### [Task description]
Go through the entries below from the first line and transcribe each one exactly, ending with the line that contains "pixel 115 295".

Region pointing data
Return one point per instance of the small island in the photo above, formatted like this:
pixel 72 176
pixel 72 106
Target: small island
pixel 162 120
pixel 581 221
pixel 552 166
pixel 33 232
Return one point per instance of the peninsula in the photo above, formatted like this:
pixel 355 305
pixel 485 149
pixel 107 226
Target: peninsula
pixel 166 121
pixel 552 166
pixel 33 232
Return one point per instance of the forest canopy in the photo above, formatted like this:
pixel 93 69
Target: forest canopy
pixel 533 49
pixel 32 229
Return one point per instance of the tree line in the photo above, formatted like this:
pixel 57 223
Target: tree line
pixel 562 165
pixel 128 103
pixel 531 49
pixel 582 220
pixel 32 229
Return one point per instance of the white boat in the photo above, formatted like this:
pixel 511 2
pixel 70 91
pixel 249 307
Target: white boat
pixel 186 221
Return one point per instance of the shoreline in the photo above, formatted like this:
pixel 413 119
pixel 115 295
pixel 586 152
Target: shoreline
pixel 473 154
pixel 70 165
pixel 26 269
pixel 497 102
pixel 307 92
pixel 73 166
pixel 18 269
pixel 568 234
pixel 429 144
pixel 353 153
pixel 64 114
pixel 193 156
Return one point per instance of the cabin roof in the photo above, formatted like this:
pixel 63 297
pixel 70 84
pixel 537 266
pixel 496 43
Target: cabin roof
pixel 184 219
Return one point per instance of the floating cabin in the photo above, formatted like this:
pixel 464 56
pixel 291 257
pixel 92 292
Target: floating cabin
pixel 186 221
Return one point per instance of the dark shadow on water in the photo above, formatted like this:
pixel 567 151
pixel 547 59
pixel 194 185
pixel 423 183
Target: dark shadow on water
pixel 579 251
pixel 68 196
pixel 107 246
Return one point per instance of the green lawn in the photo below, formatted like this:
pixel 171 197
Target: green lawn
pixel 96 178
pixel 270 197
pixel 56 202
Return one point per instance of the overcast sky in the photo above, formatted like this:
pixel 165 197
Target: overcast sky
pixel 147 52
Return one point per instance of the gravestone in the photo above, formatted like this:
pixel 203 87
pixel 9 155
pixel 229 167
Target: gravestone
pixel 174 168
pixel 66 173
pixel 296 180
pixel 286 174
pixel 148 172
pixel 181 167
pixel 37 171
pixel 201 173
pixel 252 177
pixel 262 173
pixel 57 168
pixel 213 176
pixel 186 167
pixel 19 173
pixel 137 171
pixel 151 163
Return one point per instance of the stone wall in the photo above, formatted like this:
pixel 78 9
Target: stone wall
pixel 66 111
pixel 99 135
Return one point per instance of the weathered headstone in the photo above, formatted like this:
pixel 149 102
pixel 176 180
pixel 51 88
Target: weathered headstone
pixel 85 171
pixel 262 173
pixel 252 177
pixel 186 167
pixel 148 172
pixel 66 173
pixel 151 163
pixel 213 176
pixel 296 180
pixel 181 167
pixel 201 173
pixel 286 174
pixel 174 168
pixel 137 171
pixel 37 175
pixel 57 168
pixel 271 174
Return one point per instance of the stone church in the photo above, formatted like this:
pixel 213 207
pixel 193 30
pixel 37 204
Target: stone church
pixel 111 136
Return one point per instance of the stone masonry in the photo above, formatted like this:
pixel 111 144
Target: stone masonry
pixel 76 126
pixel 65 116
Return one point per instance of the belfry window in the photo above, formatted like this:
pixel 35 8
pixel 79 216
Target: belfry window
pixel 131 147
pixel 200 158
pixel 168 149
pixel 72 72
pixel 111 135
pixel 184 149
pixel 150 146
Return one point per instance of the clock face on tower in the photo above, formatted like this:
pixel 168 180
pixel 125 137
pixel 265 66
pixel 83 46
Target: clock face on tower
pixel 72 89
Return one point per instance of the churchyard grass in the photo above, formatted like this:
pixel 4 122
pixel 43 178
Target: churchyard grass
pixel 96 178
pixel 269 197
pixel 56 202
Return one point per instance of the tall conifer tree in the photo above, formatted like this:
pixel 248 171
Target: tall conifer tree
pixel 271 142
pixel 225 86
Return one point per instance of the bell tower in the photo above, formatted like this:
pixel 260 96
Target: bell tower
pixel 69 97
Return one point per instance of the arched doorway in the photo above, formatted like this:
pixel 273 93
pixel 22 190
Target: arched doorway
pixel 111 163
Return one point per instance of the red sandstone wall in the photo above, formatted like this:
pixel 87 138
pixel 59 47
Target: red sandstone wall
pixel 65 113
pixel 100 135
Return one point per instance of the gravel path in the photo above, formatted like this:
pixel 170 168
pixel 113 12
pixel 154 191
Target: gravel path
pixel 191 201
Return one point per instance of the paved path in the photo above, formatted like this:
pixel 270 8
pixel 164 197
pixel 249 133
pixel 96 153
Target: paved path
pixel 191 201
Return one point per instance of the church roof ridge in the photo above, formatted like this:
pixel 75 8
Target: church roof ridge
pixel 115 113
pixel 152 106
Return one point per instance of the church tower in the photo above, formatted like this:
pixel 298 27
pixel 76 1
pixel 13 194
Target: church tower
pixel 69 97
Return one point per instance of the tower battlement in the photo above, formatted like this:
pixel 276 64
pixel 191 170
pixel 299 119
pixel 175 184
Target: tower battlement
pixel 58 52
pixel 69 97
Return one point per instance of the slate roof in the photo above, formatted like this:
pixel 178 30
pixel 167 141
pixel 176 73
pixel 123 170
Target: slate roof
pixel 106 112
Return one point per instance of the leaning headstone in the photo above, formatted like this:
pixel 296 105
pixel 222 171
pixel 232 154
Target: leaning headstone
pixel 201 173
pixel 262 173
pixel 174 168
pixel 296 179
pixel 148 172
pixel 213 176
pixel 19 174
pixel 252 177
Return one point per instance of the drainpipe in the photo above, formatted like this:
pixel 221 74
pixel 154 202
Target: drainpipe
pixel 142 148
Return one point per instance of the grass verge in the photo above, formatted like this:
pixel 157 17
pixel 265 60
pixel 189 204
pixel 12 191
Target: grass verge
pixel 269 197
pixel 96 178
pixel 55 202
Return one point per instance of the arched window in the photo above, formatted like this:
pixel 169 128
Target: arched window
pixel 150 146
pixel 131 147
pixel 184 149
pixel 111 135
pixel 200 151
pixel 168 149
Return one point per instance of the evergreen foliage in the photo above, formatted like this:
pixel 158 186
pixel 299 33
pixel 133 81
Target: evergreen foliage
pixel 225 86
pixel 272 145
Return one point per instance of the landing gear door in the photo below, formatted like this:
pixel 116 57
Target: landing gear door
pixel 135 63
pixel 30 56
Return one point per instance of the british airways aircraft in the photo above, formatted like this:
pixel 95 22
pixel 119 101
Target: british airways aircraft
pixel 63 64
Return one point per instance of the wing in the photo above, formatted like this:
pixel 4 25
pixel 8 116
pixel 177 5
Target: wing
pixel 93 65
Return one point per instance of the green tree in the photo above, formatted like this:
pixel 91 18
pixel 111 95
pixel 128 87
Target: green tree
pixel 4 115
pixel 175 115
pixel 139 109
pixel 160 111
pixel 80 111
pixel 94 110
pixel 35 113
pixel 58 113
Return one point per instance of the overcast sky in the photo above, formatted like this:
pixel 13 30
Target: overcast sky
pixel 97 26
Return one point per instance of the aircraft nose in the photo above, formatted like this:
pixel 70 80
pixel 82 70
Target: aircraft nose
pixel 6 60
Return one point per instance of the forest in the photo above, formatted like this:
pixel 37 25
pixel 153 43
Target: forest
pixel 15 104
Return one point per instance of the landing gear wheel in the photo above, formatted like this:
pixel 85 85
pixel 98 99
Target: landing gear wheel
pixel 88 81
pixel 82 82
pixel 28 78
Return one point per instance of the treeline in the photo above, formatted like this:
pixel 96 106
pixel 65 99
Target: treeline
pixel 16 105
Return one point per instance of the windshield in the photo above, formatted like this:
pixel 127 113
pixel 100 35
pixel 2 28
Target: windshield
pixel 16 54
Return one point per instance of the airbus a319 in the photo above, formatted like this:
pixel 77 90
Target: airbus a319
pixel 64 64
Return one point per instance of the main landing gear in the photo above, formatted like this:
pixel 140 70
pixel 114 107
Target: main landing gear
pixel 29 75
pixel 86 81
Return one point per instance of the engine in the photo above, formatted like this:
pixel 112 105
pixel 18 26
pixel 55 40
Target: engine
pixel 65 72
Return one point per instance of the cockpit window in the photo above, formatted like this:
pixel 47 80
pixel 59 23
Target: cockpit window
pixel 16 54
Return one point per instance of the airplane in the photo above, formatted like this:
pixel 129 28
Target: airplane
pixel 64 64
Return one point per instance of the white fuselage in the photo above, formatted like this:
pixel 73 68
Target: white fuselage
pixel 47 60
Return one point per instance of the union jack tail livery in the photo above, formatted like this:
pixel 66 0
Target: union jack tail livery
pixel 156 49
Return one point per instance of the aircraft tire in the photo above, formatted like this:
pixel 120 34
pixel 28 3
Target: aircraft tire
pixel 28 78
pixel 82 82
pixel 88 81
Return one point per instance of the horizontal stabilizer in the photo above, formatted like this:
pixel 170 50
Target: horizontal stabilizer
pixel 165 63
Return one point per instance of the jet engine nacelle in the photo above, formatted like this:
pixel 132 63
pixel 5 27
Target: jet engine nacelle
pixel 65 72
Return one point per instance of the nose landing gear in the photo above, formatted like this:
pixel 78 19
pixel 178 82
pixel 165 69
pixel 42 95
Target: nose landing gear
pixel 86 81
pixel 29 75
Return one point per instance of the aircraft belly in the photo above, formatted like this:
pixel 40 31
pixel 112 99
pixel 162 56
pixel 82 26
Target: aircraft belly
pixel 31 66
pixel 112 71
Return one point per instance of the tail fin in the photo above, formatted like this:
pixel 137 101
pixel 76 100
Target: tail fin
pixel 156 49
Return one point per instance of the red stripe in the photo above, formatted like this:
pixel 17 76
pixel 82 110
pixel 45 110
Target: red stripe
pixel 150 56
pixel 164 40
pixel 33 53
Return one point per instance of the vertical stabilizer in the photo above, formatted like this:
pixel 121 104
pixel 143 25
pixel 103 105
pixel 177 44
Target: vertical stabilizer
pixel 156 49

### [Solution for this problem]
Return one point per instance of the small island in the photo above, formatted like this:
pixel 72 176
pixel 72 106
Target: small island
pixel 162 120
pixel 581 221
pixel 552 166
pixel 33 232
Return one point per instance of the peninsula in the photo above, formatted like this:
pixel 355 305
pixel 485 149
pixel 107 226
Target: peninsula
pixel 166 121
pixel 552 166
pixel 33 232
Return one point per instance of the forest canopy in the photo above, formatted like this:
pixel 93 69
Target: forest canopy
pixel 533 49
pixel 32 229
Return one point per instance of the tree line in the photo above, formatted like this:
pixel 57 223
Target: tree line
pixel 562 165
pixel 128 103
pixel 531 49
pixel 582 220
pixel 32 229
Return one point per instance of the white boat in the photo above, formatted like this:
pixel 511 2
pixel 70 91
pixel 249 307
Target: white boat
pixel 186 221
Return one point per instance of the shoreline in the photo above, formatted like this:
pixel 413 119
pixel 115 295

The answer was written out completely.